**Directions for this task:** Write out the whole listing word for word.

**Information supplied:**
## Start

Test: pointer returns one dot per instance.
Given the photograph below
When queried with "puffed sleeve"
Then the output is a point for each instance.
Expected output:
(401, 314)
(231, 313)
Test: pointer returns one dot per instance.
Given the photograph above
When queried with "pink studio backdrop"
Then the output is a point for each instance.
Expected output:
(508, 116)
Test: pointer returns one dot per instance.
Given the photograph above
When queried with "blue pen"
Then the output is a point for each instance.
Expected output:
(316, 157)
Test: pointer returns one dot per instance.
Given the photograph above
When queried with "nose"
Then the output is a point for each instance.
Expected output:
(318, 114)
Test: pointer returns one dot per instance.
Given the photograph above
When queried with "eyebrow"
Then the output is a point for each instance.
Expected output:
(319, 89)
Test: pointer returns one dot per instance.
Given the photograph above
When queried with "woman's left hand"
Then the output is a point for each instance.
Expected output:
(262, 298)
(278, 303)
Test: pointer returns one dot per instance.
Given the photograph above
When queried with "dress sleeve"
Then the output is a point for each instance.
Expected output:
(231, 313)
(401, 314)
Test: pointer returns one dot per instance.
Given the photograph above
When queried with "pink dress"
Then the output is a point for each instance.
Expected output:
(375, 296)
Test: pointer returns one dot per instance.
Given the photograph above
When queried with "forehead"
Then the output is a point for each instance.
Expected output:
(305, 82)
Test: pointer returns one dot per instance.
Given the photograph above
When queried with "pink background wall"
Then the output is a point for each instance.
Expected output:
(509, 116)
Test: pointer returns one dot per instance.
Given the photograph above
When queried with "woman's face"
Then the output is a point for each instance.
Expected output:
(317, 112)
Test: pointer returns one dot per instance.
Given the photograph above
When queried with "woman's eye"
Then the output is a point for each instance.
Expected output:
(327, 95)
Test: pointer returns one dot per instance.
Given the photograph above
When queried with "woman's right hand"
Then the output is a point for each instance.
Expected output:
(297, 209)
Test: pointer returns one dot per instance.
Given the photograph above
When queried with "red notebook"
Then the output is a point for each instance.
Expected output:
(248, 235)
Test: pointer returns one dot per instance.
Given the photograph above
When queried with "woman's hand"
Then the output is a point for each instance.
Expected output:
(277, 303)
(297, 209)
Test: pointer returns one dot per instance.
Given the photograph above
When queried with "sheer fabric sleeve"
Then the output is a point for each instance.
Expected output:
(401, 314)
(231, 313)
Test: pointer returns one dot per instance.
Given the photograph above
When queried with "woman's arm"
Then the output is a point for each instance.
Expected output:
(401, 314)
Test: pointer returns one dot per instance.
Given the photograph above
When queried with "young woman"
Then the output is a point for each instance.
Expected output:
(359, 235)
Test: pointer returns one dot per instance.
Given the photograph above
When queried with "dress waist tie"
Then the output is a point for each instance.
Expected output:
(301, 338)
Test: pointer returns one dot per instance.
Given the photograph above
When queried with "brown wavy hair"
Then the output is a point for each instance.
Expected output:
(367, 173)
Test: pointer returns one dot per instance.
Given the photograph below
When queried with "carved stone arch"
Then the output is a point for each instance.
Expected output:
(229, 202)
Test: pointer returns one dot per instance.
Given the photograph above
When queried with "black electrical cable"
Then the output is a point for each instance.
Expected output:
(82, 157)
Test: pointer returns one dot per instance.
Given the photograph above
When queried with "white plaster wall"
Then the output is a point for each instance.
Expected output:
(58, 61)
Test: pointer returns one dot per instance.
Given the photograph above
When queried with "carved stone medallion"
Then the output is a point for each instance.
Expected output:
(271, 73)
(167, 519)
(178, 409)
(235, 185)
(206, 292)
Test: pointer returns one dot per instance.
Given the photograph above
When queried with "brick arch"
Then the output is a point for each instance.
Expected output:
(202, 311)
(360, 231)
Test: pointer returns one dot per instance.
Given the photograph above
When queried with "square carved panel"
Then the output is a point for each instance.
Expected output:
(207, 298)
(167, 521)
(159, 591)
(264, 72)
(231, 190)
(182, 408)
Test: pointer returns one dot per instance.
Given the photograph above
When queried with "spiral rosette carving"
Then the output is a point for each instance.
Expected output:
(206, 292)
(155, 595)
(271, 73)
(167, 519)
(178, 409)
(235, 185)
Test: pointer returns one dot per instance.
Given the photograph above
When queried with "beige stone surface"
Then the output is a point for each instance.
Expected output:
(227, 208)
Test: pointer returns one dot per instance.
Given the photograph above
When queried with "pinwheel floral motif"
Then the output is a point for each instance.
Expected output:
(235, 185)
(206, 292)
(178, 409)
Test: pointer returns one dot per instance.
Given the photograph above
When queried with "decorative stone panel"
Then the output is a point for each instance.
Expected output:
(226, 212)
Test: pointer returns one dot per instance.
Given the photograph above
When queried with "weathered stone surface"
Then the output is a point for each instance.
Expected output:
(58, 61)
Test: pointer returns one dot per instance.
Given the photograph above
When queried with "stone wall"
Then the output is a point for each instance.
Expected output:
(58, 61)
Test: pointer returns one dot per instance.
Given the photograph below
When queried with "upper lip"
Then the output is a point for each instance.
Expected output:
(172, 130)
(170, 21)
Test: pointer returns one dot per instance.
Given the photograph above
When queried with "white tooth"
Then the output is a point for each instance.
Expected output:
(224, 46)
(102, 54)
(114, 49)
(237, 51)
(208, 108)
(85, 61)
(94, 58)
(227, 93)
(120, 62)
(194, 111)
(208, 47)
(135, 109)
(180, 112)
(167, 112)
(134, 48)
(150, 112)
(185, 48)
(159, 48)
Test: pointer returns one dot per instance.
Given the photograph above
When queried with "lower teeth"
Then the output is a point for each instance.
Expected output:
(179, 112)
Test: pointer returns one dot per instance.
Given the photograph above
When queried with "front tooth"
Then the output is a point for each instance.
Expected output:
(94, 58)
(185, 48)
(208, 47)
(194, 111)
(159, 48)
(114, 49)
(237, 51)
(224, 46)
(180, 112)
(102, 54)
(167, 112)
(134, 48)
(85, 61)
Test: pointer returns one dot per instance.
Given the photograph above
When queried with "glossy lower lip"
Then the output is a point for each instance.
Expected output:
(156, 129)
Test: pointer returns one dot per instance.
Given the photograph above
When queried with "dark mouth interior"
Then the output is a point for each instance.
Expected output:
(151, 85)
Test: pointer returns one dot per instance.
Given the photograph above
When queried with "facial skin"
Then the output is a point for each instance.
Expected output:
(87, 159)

## End

**Result of the exercise:**
Test: pointer returns one dot per instance.
Given the photograph below
When queried with "puffed sleeve"
Then the output is a point for each instance.
Expected output:
(401, 314)
(231, 313)
Test: pointer returns one dot per instance.
Given the photograph above
When queried with "pink studio backdrop"
Then the output is a point for each instance.
Expected output:
(508, 116)
Test: pointer returns one dot per instance.
Given the photograph above
When queried with "blue pen"
Then the output is a point for each instance.
Expected output:
(316, 157)
Test: pointer returns one dot per instance.
Given the photograph above
When queried with "nose"
Then the output is a point for each instance.
Expected output:
(318, 114)
Test: pointer returns one dot per instance.
Given the photograph above
When queried with "eyebrow"
Then the output is a point for each instance.
Expected output:
(319, 89)
Test: pointer returns one dot per instance.
Given the photograph above
When queried with "woman's left hand"
Then the output is a point for each instance.
Expected output:
(262, 298)
(278, 303)
Test: pointer returns one dot per instance.
Given the photograph above
When queried with "dress sleeve"
Then the output is a point for each instance.
Expected output:
(231, 313)
(401, 314)
Test: pointer returns one dot per instance.
Given the photograph above
When queried with "pink dress"
Then the output is a point for each instance.
Expected output:
(375, 296)
Test: pointer returns one dot per instance.
Given the photograph above
When queried with "forehead"
Then the output is a point for each instance.
Expected output:
(305, 82)
Test: pointer returns one dot per instance.
Given the photograph above
When queried with "pink background wall"
Then the output is a point for each instance.
Expected output:
(509, 116)
Test: pointer returns one dot per instance.
Given the photograph above
When queried with "woman's face"
Then the output is a point for each instance.
Expected output:
(317, 112)
Test: pointer returns one dot per instance.
Given the photograph above
When queried with "woman's eye"
Then the output is a point for each instance.
Expected output:
(327, 95)
Test: pointer returns one dot per instance.
Given the photograph above
When queried with "woman's right hand"
Then the output is a point for each instance.
Expected output:
(297, 209)
Test: pointer returns one dot per instance.
Given the photograph above
When queried with "red notebook"
Then the output is a point for each instance.
Expected output:
(248, 235)
Test: pointer returns one dot per instance.
Given the photograph above
When queried with "woman's hand"
Then the output is a point for each instance.
Expected output:
(277, 303)
(297, 209)
Test: pointer returns one dot per instance.
Given the photograph above
When queried with "sheer fabric sleeve"
Then the output is a point for each instance.
Expected output:
(401, 314)
(231, 313)
Test: pointer returns one dot per instance.
Given the photograph above
When queried with "woman's arm"
Then the output is a point for each instance.
Expected output:
(401, 314)
Test: pointer returns one dot per instance.
Given the photograph above
When queried with "young woman"
Then the output is a point for each instance.
Expected output:
(359, 235)
Test: pointer returns one dot per instance.
Given the photograph above
When queried with "dress waist tie"
Then the output is a point for each instance.
Expected output:
(301, 338)
Test: pointer returns one dot per instance.
Given the photograph above
When queried with "brown wavy hair"
Then the output is a point for each instance.
Expected output:
(367, 173)
Test: pointer returns one dot per instance.
Given the photograph below
When queried with "carved stone arch"
Then the output is a point for each instance.
Expected output:
(229, 202)
Test: pointer returns one dot per instance.
Given the photograph above
When queried with "black electrical cable"
Then the output is a point for each instance.
Expected output:
(82, 157)
Test: pointer returns one dot per instance.
Given the photograph above
When queried with "white plaster wall"
Then the output is a point for each instance.
Expected output:
(58, 61)
Test: pointer returns one dot per instance.
Given the photograph above
When queried with "carved stone medallion"
Then the output is a point for each instance.
Expected output:
(271, 73)
(167, 519)
(178, 409)
(235, 185)
(206, 292)
Test: pointer returns one dot per instance.
Given the photograph above
When queried with "brick arch"
Then the output is a point for each instance.
Expected output:
(202, 311)
(360, 231)
Test: pointer returns one dot per instance.
Given the photograph above
When queried with "square carved panel"
Then the output is a point for each instance.
Expected output:
(207, 298)
(167, 521)
(159, 591)
(264, 72)
(231, 190)
(182, 408)
Test: pointer returns one dot per instance.
Given the photograph above
When queried with "spiral rosette carving"
Then the output is a point for each instance.
Expected output:
(206, 292)
(155, 595)
(271, 73)
(167, 519)
(178, 409)
(235, 185)
Test: pointer returns one dot per instance.
Given the photograph above
When queried with "beige stone surface"
Then the output is a point for each instance.
Expected output:
(227, 208)
Test: pointer returns one dot per instance.
Given the photograph above
When queried with "pinwheel floral motif"
Then the output is a point for each instance.
Expected output:
(235, 185)
(206, 292)
(178, 409)
Test: pointer returns one dot per instance.
Given the photograph above
When queried with "decorative stone panel"
Then the output is a point for each instance.
Expected output:
(226, 212)
Test: pointer returns one dot per instance.
Given the photograph above
When queried with "weathered stone surface"
Then the output is a point for each instance.
Expected output:
(58, 61)
Test: pointer returns one dot per instance.
Given the photograph above
When queried with "stone wall"
Then the output is a point for each instance.
Expected output:
(58, 61)
Test: pointer returns one dot per instance.
Given the photograph below
When queried with "upper lip"
Then the output is a point for each instance.
Expected output:
(172, 130)
(170, 21)
Test: pointer returns one dot per instance.
Given the photograph above
When queried with "white tooth"
Then the output is a point for each instance.
Expected output:
(224, 46)
(102, 54)
(114, 49)
(237, 51)
(208, 108)
(85, 61)
(94, 58)
(227, 93)
(120, 62)
(194, 111)
(208, 47)
(135, 109)
(180, 112)
(167, 112)
(134, 48)
(150, 112)
(185, 48)
(159, 48)
Test: pointer returns one dot per instance.
Given the photograph above
When queried with "lower teeth"
Then the output is a point for each instance.
Expected output:
(179, 112)
Test: pointer returns one dot per instance.
Given the photograph above
When queried with "front tooth"
Then the output is a point for each instance.
Expected output:
(94, 58)
(185, 48)
(208, 47)
(194, 111)
(159, 48)
(114, 49)
(237, 51)
(224, 46)
(180, 112)
(102, 54)
(167, 112)
(134, 48)
(85, 61)
Test: pointer returns one dot per instance.
Given the photograph above
When queried with "glossy lower lip"
Then the output is a point for each instance.
Expected output:
(156, 129)
Test: pointer returns one dot per instance.
Given the photograph above
When queried with "dark mouth interior"
Then the output is a point for each instance.
Expected output:
(151, 85)
Test: pointer returns one dot per instance.
Given the photograph above
When queried with "facial skin"
Then the output is a point for each instance.
Expected output:
(87, 159)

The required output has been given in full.